The promise is again suggested in Philippians 4:19, "And my God will meet all your needs according to His glorious riches in Christ Jesus."  God has been most faithful to His promise of provision, yet there is a caveat or two that must be understood.  God will provide in HIS timing.  God will provide WHAT and HOW HE deems to provide.  Then, there are times that HIS provision is the grace to walk in and walk out the need/concern.  

In those times that God meets my need but, NOT in the way or specifically what I requested, can become a REAL test of faith. It is too often at this point that the evil one scores, I can get weary in my "trusting God" , and move into disappointment and cynicism. In my transparency, I want you to understand, this is a tactic of the evil one, I have experienced it, and it can become a minefield of distrust if  the emotions are not yielded to the Lord. 

 Our faith is tested and will be tested...not for God to see if we pass the test or not, but for our faith to have endurance/stamina/strength to be built up.  This faith-walk can easily become a fire-walk and we must have the endurance to persevere and STAND. Oh, to be found faithful when the "bullets and arrows" of the evil one are flying at us and around us.   This has been my prayer during this year with the anniversary of January 22, 2017 at 7:10 pm at the death of an eldest son.  Lord, don't let me waste my grief in ANY emotions and speech that dishonors You or the faith-walk that You have given me to walk out. Thank You for grace and comfort.  Forever learning.  In process.  #IHAVETHREESONS.

Set task A: List every phrase that the devotional passage on God's provision encloses in double quotation marks.

Data rows:

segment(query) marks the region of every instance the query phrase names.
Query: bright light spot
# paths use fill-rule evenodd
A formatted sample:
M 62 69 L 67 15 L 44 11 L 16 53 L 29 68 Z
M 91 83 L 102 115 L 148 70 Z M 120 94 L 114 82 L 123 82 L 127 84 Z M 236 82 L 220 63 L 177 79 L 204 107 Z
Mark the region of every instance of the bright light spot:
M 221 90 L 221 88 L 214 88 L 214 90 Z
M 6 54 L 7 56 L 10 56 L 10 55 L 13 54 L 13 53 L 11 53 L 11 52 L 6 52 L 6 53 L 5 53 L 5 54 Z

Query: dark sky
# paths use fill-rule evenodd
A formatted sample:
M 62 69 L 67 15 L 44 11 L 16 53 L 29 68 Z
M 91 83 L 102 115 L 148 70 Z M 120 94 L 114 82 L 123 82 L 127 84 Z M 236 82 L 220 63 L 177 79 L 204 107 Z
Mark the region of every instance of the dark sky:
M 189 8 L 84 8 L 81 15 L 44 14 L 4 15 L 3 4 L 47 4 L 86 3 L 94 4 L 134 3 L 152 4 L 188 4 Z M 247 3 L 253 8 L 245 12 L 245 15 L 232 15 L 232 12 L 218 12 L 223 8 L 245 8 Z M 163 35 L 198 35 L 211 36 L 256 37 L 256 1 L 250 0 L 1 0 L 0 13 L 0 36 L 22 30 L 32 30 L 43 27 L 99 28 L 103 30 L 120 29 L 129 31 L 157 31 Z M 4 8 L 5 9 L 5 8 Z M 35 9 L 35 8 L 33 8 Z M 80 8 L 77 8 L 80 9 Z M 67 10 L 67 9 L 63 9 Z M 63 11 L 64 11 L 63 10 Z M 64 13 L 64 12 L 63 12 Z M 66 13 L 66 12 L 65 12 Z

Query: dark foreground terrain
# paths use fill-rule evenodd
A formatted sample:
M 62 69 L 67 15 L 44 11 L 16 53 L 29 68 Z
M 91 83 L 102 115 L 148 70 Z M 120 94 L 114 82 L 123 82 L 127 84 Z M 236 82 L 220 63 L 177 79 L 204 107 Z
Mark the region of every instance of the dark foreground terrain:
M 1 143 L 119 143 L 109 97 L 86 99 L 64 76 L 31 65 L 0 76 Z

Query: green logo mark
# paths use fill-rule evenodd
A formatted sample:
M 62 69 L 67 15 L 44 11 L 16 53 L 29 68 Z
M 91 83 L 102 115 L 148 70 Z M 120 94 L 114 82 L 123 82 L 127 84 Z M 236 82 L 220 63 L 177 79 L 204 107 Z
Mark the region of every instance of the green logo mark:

Set task B: Retype the records from their first line through the line that contains "M 6 54 L 7 56", inclusive, keeping every character the same.

Task response A:
- "And my God will meet all your needs according to His glorious riches in Christ Jesus."
- "trusting God"
- "bullets and arrows"

Task response B:
segment(query) marks the region of every instance the query phrase names.
Query: bright light spot
# paths use fill-rule evenodd
A formatted sample:
M 62 69 L 67 15 L 44 11 L 16 53 L 29 68 Z
M 91 83 L 102 115 L 148 70 Z M 120 94 L 114 82 L 123 82 L 127 84 Z M 236 82 L 220 63 L 177 79 L 204 107 Z
Mark the region of every instance of the bright light spot:
M 221 90 L 221 88 L 214 88 L 214 90 Z
M 6 54 L 7 56 L 10 56 L 10 55 L 13 54 L 13 53 L 11 53 L 11 52 L 6 52 L 6 53 L 5 53 L 5 54 Z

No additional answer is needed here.